● Trecho selecionado:
□ □ □ □ □ □ □
Guerra de liminares judiciais, desequilíbrio no rateio de encargos setoriais e atual modelo de concessão de usinas hidrelétricas devem provocar novos reajustes na conta de luz dos brasileiros


Quem acha que já está pagando demais pela conta de luz pode se preparar: mais aumentos estão a caminho. Completamente desestruturado desde 2013, quando a presidente Dilma Rousseff interveio no mercado com a Medida Provisória 579, hoje convertida em lei, o setor elétrico amarga prejuízo gigantesco, estimado em R$ 70 bilhões, e passa por um processo de judicialização sem precedentes. Os problemas se multiplicam, sem que o governo federal encontre solução para os impasses. O ônus dessa incapacidade, será, como sempre, transferido para os consumidores na forma de reajustes nas tarifas.
□ □ □ □ □ □ □
● Dados extraídos:
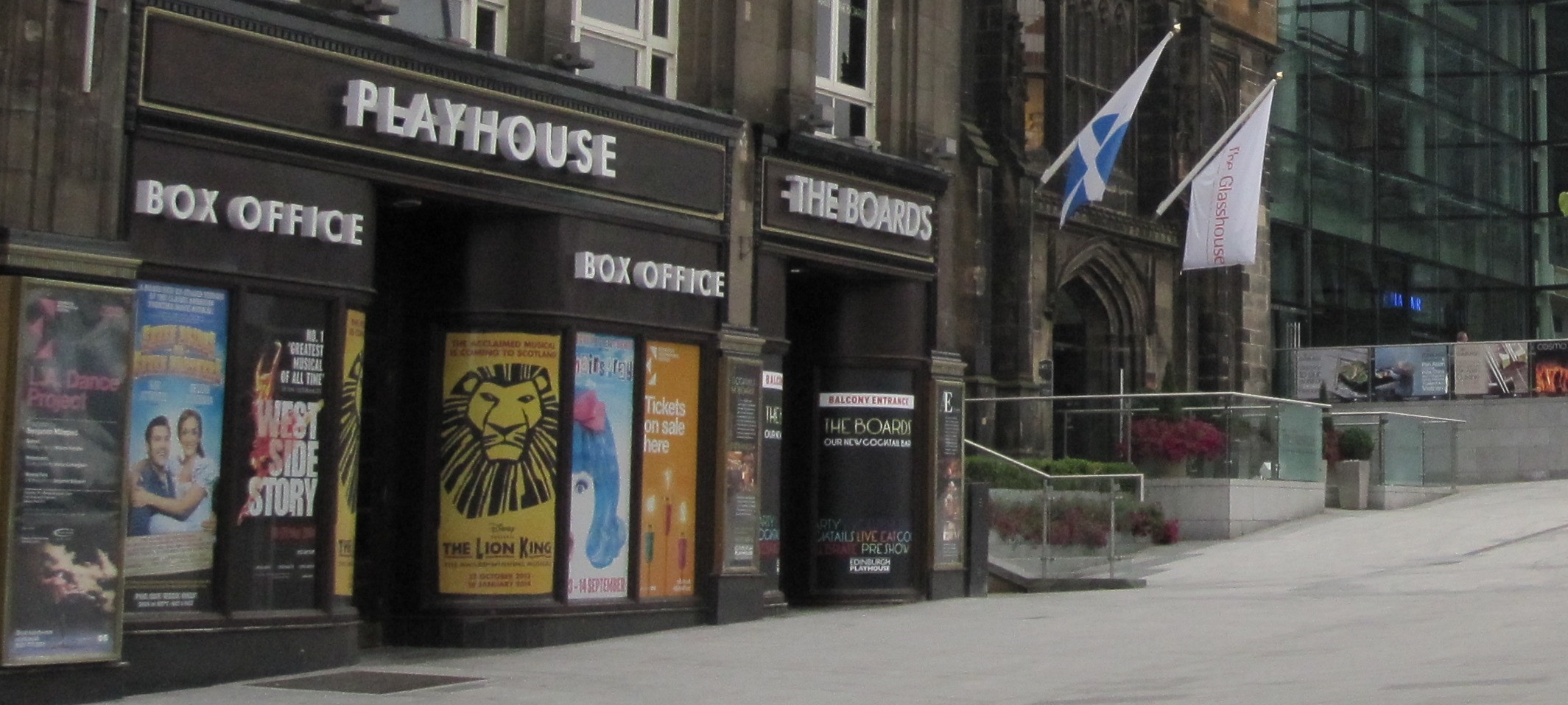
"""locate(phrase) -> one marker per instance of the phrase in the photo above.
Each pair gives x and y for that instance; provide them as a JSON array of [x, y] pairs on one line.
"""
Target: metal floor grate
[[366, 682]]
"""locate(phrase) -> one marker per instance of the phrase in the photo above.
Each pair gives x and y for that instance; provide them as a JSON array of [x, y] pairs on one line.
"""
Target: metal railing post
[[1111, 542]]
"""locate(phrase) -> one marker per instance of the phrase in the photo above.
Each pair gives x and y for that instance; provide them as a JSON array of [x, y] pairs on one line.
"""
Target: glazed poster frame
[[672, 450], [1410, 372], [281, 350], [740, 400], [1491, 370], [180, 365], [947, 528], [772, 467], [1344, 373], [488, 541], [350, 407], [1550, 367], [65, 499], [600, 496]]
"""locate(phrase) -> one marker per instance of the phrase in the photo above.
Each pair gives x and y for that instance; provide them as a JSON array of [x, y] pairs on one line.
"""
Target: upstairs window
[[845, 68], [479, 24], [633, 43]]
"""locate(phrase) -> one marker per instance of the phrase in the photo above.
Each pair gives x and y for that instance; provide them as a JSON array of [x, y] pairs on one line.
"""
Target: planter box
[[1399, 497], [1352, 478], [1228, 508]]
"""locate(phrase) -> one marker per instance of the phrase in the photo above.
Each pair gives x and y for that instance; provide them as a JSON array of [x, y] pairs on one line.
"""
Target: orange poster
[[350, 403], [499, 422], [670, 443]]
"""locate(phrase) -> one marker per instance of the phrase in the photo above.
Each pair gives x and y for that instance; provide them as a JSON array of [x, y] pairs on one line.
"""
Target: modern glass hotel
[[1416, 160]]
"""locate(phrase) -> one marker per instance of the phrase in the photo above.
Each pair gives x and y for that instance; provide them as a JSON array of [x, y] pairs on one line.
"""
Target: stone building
□ □ □ □ □ □ □
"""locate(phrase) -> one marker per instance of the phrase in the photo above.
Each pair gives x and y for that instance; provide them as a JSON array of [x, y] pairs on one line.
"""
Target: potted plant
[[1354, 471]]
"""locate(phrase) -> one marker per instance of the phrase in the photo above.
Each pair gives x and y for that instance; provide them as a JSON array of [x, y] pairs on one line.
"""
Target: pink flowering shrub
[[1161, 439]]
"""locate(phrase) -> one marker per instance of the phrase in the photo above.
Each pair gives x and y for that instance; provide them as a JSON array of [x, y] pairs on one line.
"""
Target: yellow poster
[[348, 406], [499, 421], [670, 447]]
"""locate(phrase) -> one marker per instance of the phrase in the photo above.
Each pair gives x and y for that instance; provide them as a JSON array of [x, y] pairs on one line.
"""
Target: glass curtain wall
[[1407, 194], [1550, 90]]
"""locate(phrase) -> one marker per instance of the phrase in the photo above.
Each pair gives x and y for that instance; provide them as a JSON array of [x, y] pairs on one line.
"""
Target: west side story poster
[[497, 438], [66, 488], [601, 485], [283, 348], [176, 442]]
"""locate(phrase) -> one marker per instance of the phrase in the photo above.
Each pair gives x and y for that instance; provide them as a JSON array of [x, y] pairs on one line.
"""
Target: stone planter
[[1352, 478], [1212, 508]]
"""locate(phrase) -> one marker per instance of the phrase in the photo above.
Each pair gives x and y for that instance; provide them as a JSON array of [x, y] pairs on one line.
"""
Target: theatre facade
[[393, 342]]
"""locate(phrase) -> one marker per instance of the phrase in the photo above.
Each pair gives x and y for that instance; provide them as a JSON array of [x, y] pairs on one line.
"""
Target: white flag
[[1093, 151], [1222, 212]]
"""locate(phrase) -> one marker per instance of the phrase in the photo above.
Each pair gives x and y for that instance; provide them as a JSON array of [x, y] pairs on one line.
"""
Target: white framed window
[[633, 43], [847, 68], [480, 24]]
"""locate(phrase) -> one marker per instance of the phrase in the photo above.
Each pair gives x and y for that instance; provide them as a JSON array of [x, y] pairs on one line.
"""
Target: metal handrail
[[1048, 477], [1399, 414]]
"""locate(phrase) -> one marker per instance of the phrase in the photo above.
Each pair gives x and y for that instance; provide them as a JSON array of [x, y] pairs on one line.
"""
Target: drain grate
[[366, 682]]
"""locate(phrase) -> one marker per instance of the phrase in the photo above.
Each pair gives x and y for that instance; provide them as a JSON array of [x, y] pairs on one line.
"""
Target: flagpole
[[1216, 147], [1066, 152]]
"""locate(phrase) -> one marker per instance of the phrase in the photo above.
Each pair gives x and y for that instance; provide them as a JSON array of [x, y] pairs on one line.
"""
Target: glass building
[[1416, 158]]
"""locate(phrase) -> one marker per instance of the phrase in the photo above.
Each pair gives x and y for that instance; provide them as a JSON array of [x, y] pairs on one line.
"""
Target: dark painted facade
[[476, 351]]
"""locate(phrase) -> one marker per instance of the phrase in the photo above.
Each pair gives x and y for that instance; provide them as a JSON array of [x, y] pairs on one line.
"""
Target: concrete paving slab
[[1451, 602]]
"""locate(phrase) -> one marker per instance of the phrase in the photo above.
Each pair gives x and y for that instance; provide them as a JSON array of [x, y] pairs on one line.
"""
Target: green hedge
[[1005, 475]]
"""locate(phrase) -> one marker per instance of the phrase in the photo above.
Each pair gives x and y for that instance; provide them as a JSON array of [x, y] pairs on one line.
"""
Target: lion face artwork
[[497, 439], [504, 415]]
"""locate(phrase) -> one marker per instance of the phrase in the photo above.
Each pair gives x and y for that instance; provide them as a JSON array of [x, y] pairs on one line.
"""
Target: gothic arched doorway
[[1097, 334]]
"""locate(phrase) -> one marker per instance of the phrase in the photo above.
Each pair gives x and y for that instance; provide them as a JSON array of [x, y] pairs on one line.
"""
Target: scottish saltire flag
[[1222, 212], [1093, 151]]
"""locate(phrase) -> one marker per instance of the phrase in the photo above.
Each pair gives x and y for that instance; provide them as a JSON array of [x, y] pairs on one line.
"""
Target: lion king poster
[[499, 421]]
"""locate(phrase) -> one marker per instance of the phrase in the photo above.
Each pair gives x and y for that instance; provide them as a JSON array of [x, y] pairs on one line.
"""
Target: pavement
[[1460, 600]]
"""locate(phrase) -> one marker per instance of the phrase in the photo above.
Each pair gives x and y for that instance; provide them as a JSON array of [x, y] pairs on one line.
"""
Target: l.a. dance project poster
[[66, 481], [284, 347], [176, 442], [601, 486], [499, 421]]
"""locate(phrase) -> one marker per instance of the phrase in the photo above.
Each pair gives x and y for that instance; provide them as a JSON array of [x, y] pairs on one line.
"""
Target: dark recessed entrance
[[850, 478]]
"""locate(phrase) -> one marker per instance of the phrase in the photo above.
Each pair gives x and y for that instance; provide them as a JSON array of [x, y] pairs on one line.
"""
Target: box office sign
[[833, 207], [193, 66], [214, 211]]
□ □ □ □ □ □ □
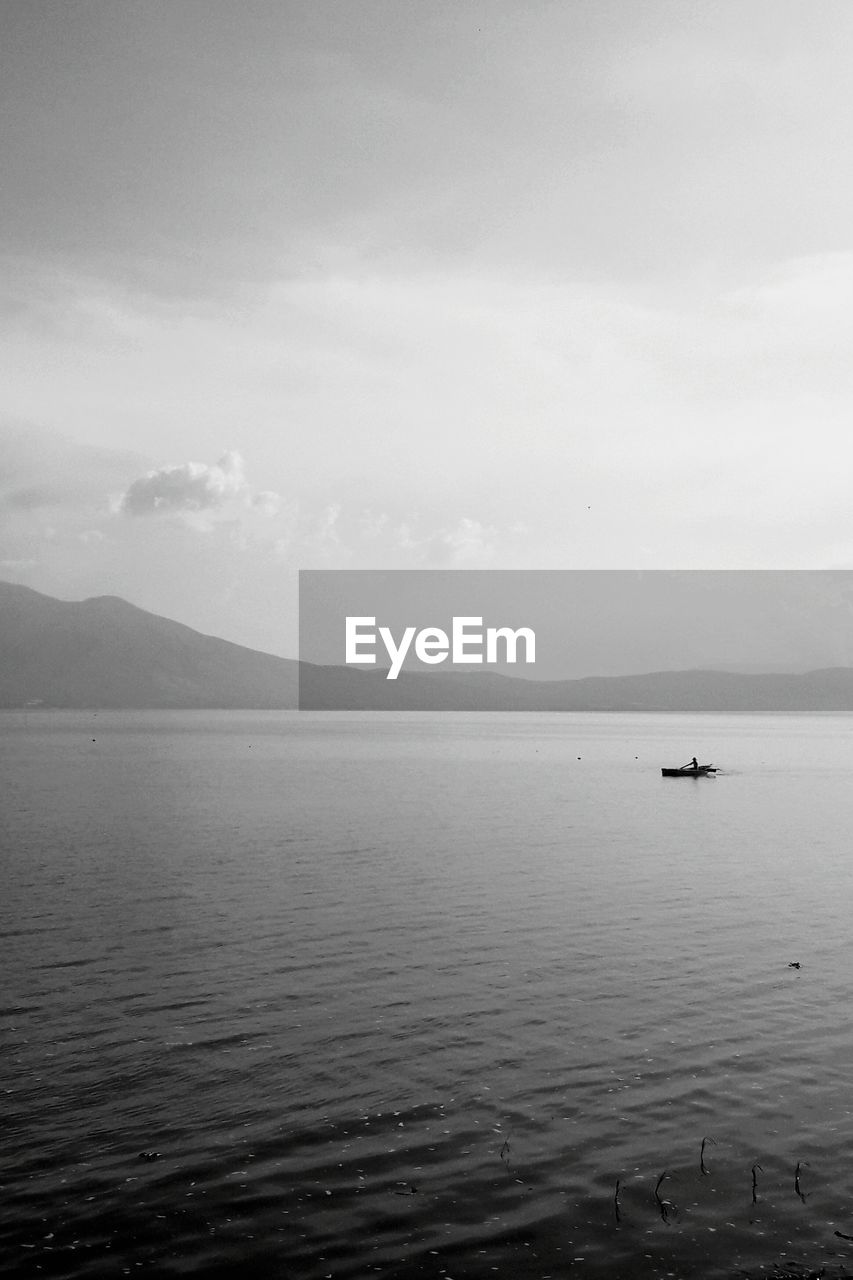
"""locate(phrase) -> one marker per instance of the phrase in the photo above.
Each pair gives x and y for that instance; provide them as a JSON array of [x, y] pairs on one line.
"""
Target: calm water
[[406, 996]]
□ □ □ □ □ □ □
● Tarefas:
a. Repita sem alterações a parte do trecho sobre a conta de luz que vai de "Quem acha que" até "reajustes nas tarifas.", incluindo este final.
b. De acordo com o trecho sobre a conta de luz, qual é o valor estimado do prejuízo do setor elétrico?

● Resultados finais:
a.
Quem acha que já está pagando demais pela conta de luz pode se preparar: mais aumentos estão a caminho. Completamente desestruturado desde 2013, quando a presidente Dilma Rousseff interveio no mercado com a Medida Provisória 579, hoje convertida em lei, o setor elétrico amarga prejuízo gigantesco, estimado em R$ 70 bilhões, e passa por um processo de judicialização sem precedentes. Os problemas se multiplicam, sem que o governo federal encontre solução para os impasses. O ônus dessa incapacidade, será, como sempre, transferido para os consumidores na forma de reajustes nas tarifas.

b. R$ 70 bilhões.